EXERCISE INSTRUCTIONS =
The records below must be written out exactly, with every picture left behind.

DATASET =
_ _ _ _ _ _ _
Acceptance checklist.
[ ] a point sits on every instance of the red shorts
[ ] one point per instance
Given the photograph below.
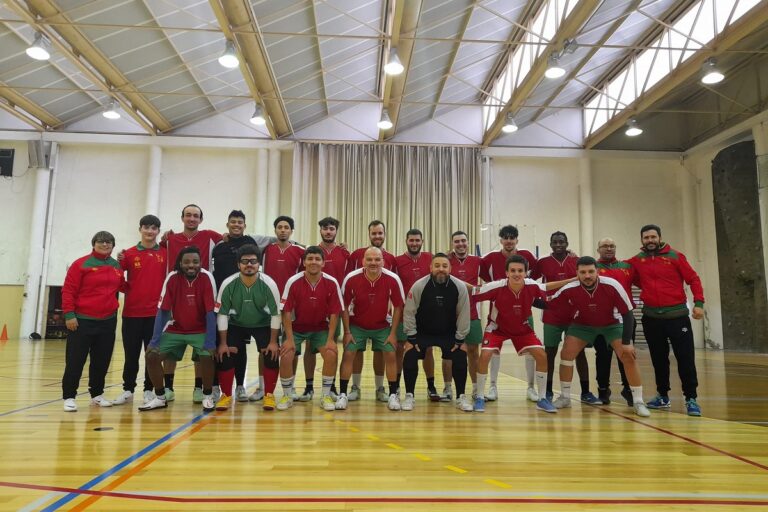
(493, 341)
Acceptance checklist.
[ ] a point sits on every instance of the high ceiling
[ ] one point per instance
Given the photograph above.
(316, 67)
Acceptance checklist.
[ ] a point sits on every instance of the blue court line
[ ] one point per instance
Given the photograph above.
(114, 469)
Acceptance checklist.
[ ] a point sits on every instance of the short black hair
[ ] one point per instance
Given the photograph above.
(509, 230)
(192, 205)
(248, 249)
(149, 220)
(516, 258)
(102, 235)
(558, 233)
(313, 249)
(586, 261)
(285, 218)
(237, 214)
(414, 231)
(649, 227)
(328, 221)
(190, 249)
(376, 222)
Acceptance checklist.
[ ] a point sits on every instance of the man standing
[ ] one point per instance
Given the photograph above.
(145, 268)
(368, 293)
(661, 273)
(596, 301)
(560, 266)
(609, 266)
(511, 302)
(224, 263)
(412, 265)
(494, 268)
(247, 306)
(466, 267)
(335, 264)
(185, 317)
(377, 233)
(311, 306)
(282, 260)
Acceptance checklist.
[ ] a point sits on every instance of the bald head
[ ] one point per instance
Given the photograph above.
(606, 248)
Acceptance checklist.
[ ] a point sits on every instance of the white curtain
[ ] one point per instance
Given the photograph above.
(434, 188)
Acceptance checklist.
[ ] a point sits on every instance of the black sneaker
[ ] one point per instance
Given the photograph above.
(627, 394)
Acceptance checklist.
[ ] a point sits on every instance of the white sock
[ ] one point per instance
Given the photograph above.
(481, 384)
(495, 366)
(530, 368)
(327, 382)
(541, 383)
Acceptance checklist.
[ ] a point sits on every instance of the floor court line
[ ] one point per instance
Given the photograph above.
(530, 498)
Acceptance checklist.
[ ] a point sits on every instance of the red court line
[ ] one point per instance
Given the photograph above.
(373, 499)
(688, 439)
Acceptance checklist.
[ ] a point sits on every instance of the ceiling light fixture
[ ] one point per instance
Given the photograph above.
(710, 73)
(111, 111)
(258, 116)
(633, 130)
(554, 69)
(394, 66)
(229, 58)
(385, 123)
(40, 49)
(510, 126)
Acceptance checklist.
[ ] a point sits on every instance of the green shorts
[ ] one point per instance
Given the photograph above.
(378, 339)
(475, 336)
(173, 345)
(589, 335)
(553, 334)
(316, 340)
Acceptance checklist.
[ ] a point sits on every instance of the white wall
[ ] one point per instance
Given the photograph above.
(16, 195)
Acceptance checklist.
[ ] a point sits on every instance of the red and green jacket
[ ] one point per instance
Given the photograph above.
(91, 286)
(661, 276)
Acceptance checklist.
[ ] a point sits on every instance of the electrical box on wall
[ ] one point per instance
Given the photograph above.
(6, 162)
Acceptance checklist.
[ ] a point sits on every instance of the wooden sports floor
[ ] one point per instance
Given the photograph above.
(368, 458)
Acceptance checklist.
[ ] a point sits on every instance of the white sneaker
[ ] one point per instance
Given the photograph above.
(125, 396)
(641, 410)
(101, 401)
(465, 403)
(328, 403)
(285, 403)
(156, 403)
(408, 402)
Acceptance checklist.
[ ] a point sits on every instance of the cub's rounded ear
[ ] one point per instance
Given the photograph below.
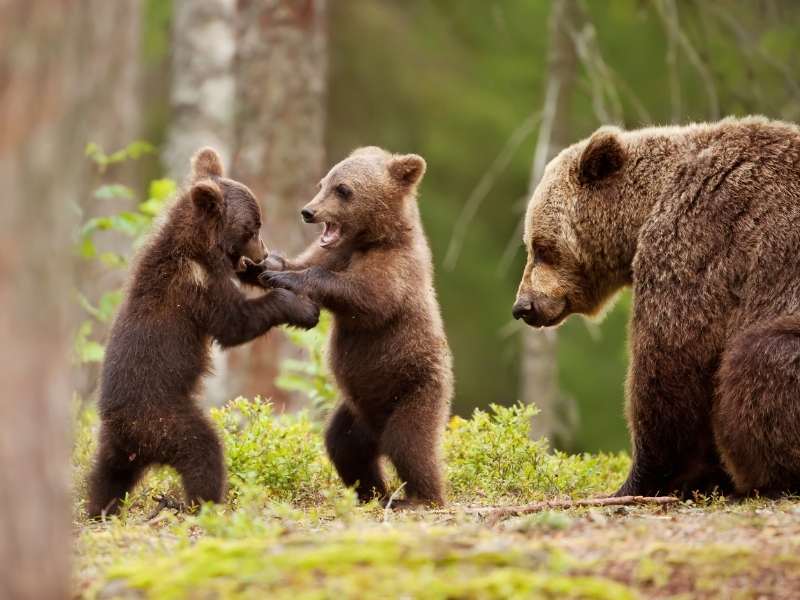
(207, 197)
(206, 163)
(408, 169)
(603, 156)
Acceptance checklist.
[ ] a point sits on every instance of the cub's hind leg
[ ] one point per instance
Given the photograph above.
(116, 471)
(412, 440)
(194, 450)
(757, 410)
(353, 450)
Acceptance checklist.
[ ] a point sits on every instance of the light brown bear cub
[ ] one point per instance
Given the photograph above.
(703, 222)
(372, 268)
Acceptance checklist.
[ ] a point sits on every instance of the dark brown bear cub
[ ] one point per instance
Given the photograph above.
(372, 269)
(181, 297)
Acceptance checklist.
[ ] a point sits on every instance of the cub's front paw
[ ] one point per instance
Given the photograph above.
(288, 280)
(274, 262)
(298, 311)
(248, 271)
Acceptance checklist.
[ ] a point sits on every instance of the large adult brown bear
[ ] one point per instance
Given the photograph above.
(703, 222)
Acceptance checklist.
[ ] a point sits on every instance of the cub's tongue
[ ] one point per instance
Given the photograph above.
(330, 234)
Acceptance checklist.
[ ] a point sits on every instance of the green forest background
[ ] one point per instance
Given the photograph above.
(453, 80)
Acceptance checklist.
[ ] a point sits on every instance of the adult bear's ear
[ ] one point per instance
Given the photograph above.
(206, 163)
(207, 197)
(407, 169)
(602, 157)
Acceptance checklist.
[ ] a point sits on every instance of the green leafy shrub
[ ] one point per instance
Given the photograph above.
(492, 458)
(310, 376)
(282, 455)
(134, 224)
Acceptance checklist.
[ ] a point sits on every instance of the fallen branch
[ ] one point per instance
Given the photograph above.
(496, 513)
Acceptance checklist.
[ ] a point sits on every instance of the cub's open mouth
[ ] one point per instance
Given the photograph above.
(331, 234)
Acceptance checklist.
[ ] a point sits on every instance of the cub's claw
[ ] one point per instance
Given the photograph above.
(287, 280)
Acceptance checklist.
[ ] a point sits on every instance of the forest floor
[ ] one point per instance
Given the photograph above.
(288, 528)
(720, 550)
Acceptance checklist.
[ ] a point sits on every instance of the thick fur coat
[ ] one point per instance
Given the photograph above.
(372, 268)
(181, 297)
(703, 222)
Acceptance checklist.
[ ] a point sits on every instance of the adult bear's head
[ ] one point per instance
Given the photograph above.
(578, 250)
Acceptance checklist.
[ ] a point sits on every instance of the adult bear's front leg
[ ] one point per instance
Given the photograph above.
(669, 408)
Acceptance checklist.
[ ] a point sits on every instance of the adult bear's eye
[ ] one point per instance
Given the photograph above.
(343, 191)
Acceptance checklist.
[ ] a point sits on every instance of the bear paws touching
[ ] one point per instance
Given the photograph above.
(304, 313)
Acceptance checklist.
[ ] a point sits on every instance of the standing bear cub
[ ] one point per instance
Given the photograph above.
(180, 298)
(372, 269)
(703, 222)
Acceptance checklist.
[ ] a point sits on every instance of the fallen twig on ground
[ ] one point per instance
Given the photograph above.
(496, 513)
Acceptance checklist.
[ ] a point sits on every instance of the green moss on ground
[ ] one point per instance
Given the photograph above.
(289, 530)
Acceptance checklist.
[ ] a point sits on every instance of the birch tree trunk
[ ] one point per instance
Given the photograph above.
(539, 376)
(67, 76)
(202, 95)
(281, 65)
(203, 83)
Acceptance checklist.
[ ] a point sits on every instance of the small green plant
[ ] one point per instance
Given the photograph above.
(310, 376)
(133, 224)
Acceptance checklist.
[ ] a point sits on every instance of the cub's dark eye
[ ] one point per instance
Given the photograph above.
(343, 191)
(544, 254)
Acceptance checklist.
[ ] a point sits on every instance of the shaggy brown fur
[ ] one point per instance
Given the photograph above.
(181, 297)
(372, 268)
(704, 222)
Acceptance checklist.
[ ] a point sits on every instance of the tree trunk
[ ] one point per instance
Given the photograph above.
(203, 83)
(539, 376)
(281, 65)
(65, 77)
(202, 95)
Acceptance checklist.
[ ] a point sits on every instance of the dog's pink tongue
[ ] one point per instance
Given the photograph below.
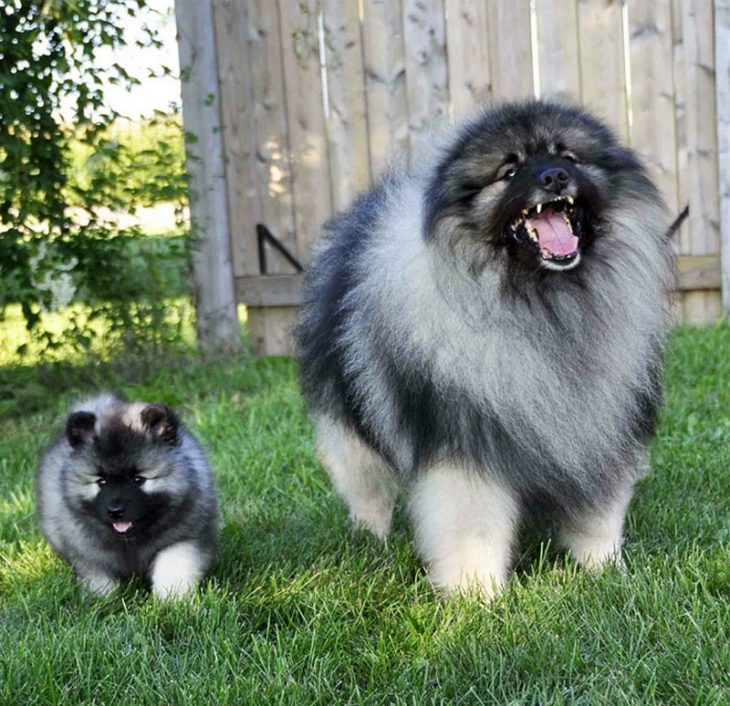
(553, 233)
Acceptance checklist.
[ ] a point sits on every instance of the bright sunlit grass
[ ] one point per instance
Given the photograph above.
(302, 609)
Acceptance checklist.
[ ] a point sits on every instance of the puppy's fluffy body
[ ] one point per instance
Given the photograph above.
(126, 490)
(486, 334)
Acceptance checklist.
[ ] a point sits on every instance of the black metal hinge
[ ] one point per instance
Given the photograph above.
(264, 235)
_ _ _ _ _ _ _
EXERCISE RESULT =
Acceptance checklist.
[ ] a point sits on every instance of the red shorts
[ ] one point per instance
Given the photograph below.
(493, 341)
Acceptance checklist.
[ ] a point sits on every instance of the high ceiling
[ ] one point per instance
Given the photograph above.
(316, 67)
Acceptance checklist.
[ ] a point sits on every instance of the blue court line
[ ] one point per instance
Given the photograph above.
(114, 469)
Acceptance checklist.
[ ] a point sits on every instance of the short black hair
[ ] one point per instance
Given the photograph above.
(509, 230)
(192, 205)
(248, 249)
(149, 220)
(516, 258)
(102, 235)
(558, 233)
(313, 249)
(586, 261)
(285, 218)
(237, 214)
(414, 231)
(649, 227)
(328, 221)
(190, 249)
(376, 222)
Acceptance checklist.
[ ] a point sits on every instance of the man standing
[ ] one point per instance
Given the photograph above.
(145, 268)
(368, 293)
(661, 273)
(596, 301)
(560, 266)
(609, 266)
(511, 302)
(224, 263)
(412, 265)
(494, 268)
(247, 306)
(466, 267)
(335, 264)
(185, 317)
(377, 233)
(311, 306)
(282, 260)
Acceptance checklist.
[ ] a point sits on every instance of the bald head
[ ] one point per instance
Given the photograph above.
(606, 248)
Acceptance checklist.
[ ] a point sits on every instance of the white curtain
[ ] one point per instance
Given the photograph above.
(434, 188)
Acceptance checklist.
[ ] a point sits on every instance of the black sneaker
[ ] one point per instance
Given the photograph above.
(627, 394)
Acceptance checklist.
[ ] a point sits on every instance of the white sock
[ ] one point per instance
Given the photograph above.
(481, 384)
(495, 366)
(530, 368)
(327, 382)
(541, 383)
Acceptance checklist.
[ ] a point sits on every instance of the floor court line
[ ] one point per instance
Given the photograph above.
(530, 498)
Acceptance checklist.
[ ] a point sits on every instance of the red court line
[ ] one point per instance
Given the photograph above.
(373, 499)
(688, 439)
Acceptance checklist.
[ ] a point sits on every instance of the ceiling light fixture
[ ] one point per instance
Given the photograph above.
(710, 73)
(111, 111)
(258, 116)
(633, 130)
(554, 69)
(394, 66)
(229, 58)
(385, 123)
(40, 49)
(510, 126)
Acceptance checklist.
[ ] a point sits on every instance of the green shorts
[ ] one point per instance
Given the photograph above.
(378, 339)
(475, 336)
(173, 345)
(589, 335)
(553, 334)
(316, 340)
Acceptance checklist.
[ ] a point sits on every instance of the white wall
[ ] one point per instance
Given the photograph above.
(16, 195)
Acceptance checklist.
[ ] a point sits on every instance of the red and green jacket
[ ] one point per instance
Given the photograph above.
(91, 286)
(661, 276)
Acceptance checklist.
[ ] a point sits on every instance of the electrical box on wall
[ ] one point per instance
Given the photograph above.
(6, 162)
Acceptance checklist.
[ ] a point sits on every instance of the wooden sports floor
[ ] one point per instance
Given the photograph above.
(368, 458)
Acceptance checklist.
[ ] a point sits on every instance of the white sneaker
[ ] one point per instance
Given the photograph above.
(125, 396)
(641, 410)
(101, 401)
(465, 403)
(328, 403)
(285, 403)
(156, 403)
(408, 402)
Acceptance checklist.
[ ] a point sits on every instance of the cub's rounded ear
[ ] one point per instance
Given the photograph below.
(207, 197)
(206, 163)
(408, 169)
(603, 156)
Acceptance checklist.
[ ] a point sits on every instance of the cub's hind leg
[ ] one point per instance
Given the photograph above.
(116, 471)
(412, 440)
(194, 450)
(757, 410)
(353, 450)
Acceptance checklist.
[ ] a point sits on every instance of the light brown bear cub
[ ] one point per instance
Given the photograph above.
(703, 222)
(372, 268)
Acceptance checklist.
[ ] a point sits on every instance of the dark brown bear cub
[ ] one point per instance
Given the photograph above.
(372, 269)
(181, 297)
Acceptance checklist.
[ ] a point sits on every instance of the cub's front paw
[ ] one point per instance
Given the photograph above.
(288, 280)
(274, 262)
(298, 311)
(248, 271)
Acceptance checklist.
[ ] a point sits on every instance of the large adult brown bear
[ ] one point per instance
Given the photograph above.
(703, 222)
Acceptance checklist.
[ ] a point sits on every instance of the cub's tongue
[ ] one point per instance
Given the photograph above.
(330, 234)
Acceptance checklist.
[ ] a point sits on every instance of the green forest background
[ ] one point per instance
Given the photograph above.
(453, 80)
Acceptance checklist.
[ ] a point sits on every instance of the adult bear's ear
[ ] one point per instance
Given the photograph above.
(206, 163)
(207, 197)
(407, 169)
(602, 157)
Acceptance checklist.
[ ] a point sits on every instance of the green leafy shrub
[ ] one point per instance
Given the photograph above.
(492, 458)
(310, 376)
(282, 455)
(134, 224)
Acceptance checklist.
[ ] a point sits on every instance of the fallen branch
[ ] one point per instance
Given the photograph above.
(496, 513)
Acceptance checklist.
[ ] a point sits on every instance of the cub's open mouth
[ ] one point per instance
Given the photograph above.
(331, 234)
Acceptance checklist.
[ ] a point sits on every instance of the cub's claw
[ ] one point per instance
Given the photograph above.
(287, 280)
Acceptance checklist.
[ ] a point sits on every instance of the forest floor
[ ] one point per instance
Given the photograph above.
(288, 528)
(720, 550)
Acceptance checklist.
[ ] a point sits on every instance of the thick fur coat
[ ] one point per instance
Given the photograph above.
(372, 268)
(181, 297)
(703, 222)
Acceptance checklist.
[ ] a point sits on every instance of the adult bear's head
[ ] one point per instance
Given the photograph above.
(578, 250)
Acceptance checklist.
[ ] a point sits on every instance of the adult bear's front leg
[ ] one point per instance
Given the photograph above.
(669, 408)
Acceptance checklist.
[ ] a point sits on every instance of the adult bear's eye
[ ] one point per instance
Given the photograph above.
(343, 191)
Acceptance checklist.
[ ] a point sits on every instance of the bear paws touching
[ ] one point per instance
Given the photograph above.
(304, 313)
Acceptance checklist.
[ ] a point sits on every instance of the standing bear cub
[ ] one point per instance
Given the photograph above.
(180, 298)
(372, 269)
(703, 222)
Acceptance checklist.
[ ] a point sits on every instance of the fallen twig on ground
[ ] one point per instance
Given the photograph above.
(496, 513)
Acceptance checklist.
[ ] a point sits on every instance of the green moss on ground
[ ] one point per instance
Given the photograph above.
(289, 530)
Acceptance checklist.
[ ] a point sits on every instance of the birch tree trunk
[ ] one point per instance
Given the photograph above.
(539, 376)
(67, 76)
(202, 95)
(281, 65)
(203, 83)
Acceptance checklist.
[ ] a point sits on every instance of the small green plant
[ ] one point per instance
Given the photograph above.
(310, 376)
(133, 224)
Acceptance checklist.
[ ] a point sits on every instance of the cub's dark eye
[ ] one point per instance
Given the photograph above.
(343, 191)
(544, 254)
Acceptance checklist.
[ ] a point sits on every instance of the shaggy brown fur
[ ] one point per instance
Given the photograph above.
(181, 297)
(372, 268)
(704, 222)
Acceptance checklist.
[ ] a point sits on every instance of the tree trunk
[ ] one point per instance
Given the photograph above.
(203, 83)
(539, 376)
(281, 65)
(65, 77)
(202, 95)
Acceptance checklist.
[ ] a point sits on every instance of the dog's pink tongue
[ ] one point per instance
Given the photograph below.
(553, 233)
Acceptance checklist.
[ ] a point sits on every instance of the bright sunlit grass
[ ] one point per instance
Given the photograph above.
(302, 609)
Acceptance checklist.
[ ] a point sits on every instance of the puppy's fluffy body
[ ] one point per instance
Given the photograph above.
(126, 490)
(486, 334)
Acceptance checklist.
[ ] a point sits on every instance of the black metal hinge
[ ] one point per instance
Given the photograph above.
(264, 235)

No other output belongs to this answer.